PROBLEM DESCRIPTION: Among the entries below, return word for word the part that opens with the line containing "Your task is to find the bird and" and closes with the line containing "(70, 44), (215, 191)", with both of those lines included.

RECORDS TO USE:
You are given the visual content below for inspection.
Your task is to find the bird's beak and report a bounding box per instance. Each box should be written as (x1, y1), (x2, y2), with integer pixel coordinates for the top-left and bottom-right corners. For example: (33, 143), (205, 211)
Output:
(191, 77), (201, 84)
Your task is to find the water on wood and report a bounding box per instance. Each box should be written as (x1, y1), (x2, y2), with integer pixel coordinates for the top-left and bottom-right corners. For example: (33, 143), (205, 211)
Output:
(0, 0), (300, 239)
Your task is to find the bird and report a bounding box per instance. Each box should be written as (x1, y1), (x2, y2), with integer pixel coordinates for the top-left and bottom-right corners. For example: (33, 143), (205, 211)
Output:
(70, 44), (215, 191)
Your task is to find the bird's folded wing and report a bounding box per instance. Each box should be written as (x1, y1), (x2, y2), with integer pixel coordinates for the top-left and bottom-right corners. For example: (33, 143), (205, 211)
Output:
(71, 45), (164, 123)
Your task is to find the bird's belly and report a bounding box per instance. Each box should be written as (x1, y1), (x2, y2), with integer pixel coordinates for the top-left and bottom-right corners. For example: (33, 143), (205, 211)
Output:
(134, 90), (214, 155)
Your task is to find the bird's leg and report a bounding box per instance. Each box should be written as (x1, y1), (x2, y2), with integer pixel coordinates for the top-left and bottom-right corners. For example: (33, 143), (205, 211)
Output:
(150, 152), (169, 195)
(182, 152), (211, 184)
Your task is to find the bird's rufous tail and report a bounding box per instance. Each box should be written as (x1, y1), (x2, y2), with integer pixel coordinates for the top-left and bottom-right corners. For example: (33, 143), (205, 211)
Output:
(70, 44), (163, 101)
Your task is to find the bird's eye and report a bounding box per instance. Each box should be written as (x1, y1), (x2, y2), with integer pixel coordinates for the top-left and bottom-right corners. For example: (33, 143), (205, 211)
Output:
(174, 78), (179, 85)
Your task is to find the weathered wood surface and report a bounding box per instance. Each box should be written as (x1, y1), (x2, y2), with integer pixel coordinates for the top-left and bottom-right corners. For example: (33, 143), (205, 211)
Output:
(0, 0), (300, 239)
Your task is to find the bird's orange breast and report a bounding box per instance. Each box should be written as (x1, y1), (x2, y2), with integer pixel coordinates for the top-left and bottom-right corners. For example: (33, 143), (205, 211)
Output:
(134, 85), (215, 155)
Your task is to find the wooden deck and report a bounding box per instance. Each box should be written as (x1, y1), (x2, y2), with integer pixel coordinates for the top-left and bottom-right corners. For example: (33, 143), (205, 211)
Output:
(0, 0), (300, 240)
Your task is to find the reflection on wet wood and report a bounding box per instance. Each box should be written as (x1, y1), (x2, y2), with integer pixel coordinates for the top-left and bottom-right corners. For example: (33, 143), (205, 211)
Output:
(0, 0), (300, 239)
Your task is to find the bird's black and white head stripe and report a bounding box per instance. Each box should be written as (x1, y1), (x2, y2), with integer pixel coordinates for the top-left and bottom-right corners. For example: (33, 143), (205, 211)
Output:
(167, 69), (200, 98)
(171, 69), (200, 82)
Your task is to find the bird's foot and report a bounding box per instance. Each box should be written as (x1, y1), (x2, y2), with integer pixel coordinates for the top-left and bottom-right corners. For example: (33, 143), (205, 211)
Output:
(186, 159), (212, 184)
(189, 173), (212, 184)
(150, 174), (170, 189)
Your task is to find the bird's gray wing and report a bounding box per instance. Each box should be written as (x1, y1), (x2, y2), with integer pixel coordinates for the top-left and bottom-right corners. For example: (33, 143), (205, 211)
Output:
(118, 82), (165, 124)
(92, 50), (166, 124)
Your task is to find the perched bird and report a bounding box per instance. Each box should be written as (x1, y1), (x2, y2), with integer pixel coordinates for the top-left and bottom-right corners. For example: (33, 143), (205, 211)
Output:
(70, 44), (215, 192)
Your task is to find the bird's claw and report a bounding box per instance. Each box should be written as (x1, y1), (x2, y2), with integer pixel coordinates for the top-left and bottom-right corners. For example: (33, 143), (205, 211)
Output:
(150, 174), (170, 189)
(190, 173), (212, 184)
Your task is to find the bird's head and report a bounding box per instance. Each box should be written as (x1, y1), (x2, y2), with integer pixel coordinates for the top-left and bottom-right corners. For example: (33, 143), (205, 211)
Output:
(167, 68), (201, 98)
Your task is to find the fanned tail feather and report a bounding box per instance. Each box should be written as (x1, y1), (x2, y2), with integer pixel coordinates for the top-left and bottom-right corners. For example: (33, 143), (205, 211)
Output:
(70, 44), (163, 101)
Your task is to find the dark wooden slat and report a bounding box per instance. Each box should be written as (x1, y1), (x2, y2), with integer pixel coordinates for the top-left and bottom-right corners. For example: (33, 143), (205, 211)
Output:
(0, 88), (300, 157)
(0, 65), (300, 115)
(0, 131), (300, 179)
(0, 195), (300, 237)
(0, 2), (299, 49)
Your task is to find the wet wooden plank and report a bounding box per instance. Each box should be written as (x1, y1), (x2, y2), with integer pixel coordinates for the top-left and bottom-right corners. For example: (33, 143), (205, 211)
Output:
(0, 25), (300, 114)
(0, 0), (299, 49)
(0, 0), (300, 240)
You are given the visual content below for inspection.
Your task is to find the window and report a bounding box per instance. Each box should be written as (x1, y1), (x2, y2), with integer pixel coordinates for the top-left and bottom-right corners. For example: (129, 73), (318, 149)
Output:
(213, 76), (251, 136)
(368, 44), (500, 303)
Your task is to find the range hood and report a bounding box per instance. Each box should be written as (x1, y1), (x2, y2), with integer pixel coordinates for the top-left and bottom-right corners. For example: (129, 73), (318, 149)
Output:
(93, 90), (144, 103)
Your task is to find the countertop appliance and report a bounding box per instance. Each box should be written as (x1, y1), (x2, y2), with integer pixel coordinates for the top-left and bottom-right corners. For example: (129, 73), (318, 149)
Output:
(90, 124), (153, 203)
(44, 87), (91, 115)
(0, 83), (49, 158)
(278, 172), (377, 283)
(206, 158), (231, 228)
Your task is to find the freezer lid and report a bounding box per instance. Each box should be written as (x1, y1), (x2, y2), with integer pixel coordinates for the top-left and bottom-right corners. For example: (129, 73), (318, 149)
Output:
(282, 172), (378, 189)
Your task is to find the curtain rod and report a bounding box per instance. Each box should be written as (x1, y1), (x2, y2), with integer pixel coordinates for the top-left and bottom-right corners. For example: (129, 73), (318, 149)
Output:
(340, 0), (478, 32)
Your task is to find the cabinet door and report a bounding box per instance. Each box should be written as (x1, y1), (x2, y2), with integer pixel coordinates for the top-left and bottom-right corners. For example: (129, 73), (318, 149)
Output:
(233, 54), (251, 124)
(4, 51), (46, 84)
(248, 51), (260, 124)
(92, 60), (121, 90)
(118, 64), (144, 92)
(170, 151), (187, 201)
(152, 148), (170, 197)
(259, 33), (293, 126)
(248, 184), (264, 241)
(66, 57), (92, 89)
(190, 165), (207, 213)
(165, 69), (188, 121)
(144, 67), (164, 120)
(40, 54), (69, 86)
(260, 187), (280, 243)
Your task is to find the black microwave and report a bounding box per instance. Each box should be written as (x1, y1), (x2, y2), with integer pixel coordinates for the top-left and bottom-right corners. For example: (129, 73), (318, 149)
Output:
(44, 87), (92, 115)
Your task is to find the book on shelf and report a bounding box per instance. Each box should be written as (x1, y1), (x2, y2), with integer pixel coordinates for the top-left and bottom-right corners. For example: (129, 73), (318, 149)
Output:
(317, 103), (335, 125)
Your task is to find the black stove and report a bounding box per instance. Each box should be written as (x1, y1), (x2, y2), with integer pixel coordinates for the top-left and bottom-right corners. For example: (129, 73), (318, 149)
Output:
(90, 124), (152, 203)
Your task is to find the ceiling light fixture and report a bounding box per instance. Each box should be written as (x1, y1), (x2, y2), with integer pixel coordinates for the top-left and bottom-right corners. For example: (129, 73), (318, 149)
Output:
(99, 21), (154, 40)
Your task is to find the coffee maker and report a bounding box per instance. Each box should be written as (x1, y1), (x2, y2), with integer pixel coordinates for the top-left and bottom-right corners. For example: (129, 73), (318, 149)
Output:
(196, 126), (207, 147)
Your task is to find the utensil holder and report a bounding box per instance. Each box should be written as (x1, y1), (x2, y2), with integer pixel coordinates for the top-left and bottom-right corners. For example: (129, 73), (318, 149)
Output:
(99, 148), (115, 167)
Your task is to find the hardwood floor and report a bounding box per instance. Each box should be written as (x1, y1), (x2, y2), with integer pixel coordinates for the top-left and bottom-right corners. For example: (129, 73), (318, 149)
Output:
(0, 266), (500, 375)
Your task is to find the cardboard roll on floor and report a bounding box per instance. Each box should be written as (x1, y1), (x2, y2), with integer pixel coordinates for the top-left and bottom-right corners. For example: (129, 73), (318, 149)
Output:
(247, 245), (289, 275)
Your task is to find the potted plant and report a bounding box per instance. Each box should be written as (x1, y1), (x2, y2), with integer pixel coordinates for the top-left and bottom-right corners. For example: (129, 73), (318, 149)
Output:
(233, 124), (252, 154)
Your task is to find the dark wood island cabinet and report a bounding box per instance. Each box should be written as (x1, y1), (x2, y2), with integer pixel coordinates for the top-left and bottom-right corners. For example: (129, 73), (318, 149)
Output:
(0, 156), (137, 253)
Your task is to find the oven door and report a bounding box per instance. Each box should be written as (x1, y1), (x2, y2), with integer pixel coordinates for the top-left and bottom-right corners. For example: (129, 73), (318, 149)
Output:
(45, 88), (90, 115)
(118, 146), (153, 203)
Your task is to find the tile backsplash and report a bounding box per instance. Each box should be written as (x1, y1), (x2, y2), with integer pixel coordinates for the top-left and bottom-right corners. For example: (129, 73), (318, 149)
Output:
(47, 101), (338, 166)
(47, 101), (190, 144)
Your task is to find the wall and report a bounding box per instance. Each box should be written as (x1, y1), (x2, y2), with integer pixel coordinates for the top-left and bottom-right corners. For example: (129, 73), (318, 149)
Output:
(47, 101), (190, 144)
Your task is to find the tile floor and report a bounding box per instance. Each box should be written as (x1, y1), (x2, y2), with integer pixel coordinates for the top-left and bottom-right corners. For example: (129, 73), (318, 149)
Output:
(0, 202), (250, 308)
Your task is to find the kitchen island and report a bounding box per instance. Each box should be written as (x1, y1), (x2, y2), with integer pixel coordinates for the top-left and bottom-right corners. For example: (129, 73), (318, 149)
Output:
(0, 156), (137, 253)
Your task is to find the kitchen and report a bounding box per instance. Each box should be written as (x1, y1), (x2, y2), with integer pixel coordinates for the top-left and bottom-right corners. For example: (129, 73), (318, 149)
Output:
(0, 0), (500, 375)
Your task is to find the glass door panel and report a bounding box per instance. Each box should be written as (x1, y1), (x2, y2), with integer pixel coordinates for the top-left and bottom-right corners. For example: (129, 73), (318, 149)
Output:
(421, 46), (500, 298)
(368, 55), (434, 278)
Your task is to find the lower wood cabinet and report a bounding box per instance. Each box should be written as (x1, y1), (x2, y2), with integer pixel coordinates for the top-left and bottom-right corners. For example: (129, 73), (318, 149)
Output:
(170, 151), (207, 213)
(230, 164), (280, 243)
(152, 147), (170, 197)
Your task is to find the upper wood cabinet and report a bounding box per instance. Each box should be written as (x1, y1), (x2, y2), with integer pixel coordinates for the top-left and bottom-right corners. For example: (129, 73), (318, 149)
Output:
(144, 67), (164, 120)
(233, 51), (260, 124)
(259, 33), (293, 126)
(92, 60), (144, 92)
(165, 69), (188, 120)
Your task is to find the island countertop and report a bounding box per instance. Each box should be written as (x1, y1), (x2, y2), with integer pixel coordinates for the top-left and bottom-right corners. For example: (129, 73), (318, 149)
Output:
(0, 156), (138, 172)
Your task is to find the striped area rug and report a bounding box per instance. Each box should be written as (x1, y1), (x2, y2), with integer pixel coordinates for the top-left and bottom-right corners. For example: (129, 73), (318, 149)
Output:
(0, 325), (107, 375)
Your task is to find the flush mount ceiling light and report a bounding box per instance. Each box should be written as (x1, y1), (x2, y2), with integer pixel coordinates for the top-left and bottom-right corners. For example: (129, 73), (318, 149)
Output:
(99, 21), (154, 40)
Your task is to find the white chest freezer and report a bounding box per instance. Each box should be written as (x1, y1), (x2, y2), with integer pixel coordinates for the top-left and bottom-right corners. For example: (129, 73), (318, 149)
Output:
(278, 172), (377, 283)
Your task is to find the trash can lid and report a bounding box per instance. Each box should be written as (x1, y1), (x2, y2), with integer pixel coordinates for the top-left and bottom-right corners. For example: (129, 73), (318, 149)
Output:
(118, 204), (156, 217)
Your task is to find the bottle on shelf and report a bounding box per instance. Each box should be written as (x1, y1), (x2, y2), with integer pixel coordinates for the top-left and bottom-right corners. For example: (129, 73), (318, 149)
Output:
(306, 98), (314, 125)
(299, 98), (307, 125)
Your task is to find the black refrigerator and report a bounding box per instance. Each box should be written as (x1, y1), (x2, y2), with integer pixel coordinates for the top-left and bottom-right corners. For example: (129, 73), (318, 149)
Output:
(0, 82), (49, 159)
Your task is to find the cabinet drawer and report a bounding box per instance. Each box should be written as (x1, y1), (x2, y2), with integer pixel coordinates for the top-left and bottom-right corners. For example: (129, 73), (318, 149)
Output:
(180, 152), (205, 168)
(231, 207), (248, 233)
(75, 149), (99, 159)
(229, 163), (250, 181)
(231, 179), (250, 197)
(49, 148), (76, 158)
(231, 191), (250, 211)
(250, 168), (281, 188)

WRITTEN SOLUTION:
Your task is to find the bird and report a bounding box per instance. Each box should be written as (x1, y1), (x2, y2), with integer pixel coordinates for the top-left and bottom-right corners. For example: (33, 143), (205, 211)
Output:
(70, 44), (215, 191)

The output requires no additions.